__Text block__
After rebooting, you should be able to take advantage of the increased shared
memory limits. For more info, please refer to the article in SunWorld:

    http://www.itworld.com/Comp/2378/UnixInsider/
    
Also see Note below.

Compaq/DEC
---------- 
Tru64 is another example of an OS with a pityfully small size of the shared
memory region limit. Here are instruction on how to modify shared memory max
segment size to 256MB on  the Tru64 UNIX Version 4.0F: 

1. create a file called /etc/sysconfig.shmmax 
cat > /etc/sysconfig.shmmax << EOF 
ipc: 
shm-max = 268435456 
EOF 
You can check if the file created is OK by typing: 
/sbin/sysconfigdb -l -t /etc/sysconfig.shmmax 

2. Modify kernel values: sysconfigdb -a -f /etc/sysconfig.shmmax ipc 

3. Reboot 

4. To check new values: /sbin/sysconfig -q ipc|egrep shm-max 

For more info:
    http://www.tru64unix.compaq.com/docs/base_doc/DOCUMENTATION/V40F_HTML/AQ0R3GTE/CHLMTSXX.HTM

Also see Note below.

__Task details__
According to the text on shared memory limits, why does it give instructions for raising the maximum shared memory segment size on Tru64 UNIX? Answer in one to three sentences. The listing isn't needed for this task.

__Data excerpts__
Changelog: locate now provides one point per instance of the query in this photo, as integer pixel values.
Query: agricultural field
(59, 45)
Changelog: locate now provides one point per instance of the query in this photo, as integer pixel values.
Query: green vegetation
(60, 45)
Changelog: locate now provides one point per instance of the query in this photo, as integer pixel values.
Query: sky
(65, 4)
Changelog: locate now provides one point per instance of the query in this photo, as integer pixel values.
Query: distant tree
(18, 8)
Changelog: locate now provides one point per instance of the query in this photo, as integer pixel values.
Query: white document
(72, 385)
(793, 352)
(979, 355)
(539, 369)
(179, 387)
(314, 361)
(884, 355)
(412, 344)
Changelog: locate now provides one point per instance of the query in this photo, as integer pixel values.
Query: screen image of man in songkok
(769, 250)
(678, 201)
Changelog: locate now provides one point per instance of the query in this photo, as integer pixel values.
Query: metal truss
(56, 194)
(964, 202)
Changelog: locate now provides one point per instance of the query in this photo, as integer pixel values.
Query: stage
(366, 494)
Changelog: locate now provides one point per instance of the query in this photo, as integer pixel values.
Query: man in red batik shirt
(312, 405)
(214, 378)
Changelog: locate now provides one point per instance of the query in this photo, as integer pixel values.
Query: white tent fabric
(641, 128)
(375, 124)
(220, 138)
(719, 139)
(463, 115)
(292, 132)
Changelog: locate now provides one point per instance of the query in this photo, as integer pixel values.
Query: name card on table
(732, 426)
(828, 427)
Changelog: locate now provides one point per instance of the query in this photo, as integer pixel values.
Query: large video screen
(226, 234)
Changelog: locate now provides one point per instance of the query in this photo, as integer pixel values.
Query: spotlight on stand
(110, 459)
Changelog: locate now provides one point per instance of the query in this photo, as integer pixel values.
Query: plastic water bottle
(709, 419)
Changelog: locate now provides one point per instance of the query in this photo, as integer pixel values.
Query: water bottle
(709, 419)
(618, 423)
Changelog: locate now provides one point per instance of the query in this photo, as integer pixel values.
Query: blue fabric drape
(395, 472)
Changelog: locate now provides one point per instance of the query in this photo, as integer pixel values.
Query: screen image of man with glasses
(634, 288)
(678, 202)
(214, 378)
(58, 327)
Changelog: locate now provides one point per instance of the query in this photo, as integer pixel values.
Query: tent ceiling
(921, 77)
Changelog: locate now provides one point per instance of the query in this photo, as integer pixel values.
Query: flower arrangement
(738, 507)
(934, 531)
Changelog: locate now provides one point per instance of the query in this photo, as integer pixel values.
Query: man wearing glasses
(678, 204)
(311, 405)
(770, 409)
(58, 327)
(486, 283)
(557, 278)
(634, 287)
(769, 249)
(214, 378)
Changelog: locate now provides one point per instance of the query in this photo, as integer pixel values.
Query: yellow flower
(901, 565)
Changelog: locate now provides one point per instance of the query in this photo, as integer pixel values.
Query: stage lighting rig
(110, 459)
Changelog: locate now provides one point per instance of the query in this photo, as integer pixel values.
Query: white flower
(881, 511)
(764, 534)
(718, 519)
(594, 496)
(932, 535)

__Response area__
The text says Tru64 is an operating system with a very small limit on the size of the shared memory region. The instructions raise that maximum segment size to 256MB on Tru64 UNIX Version 4.0F.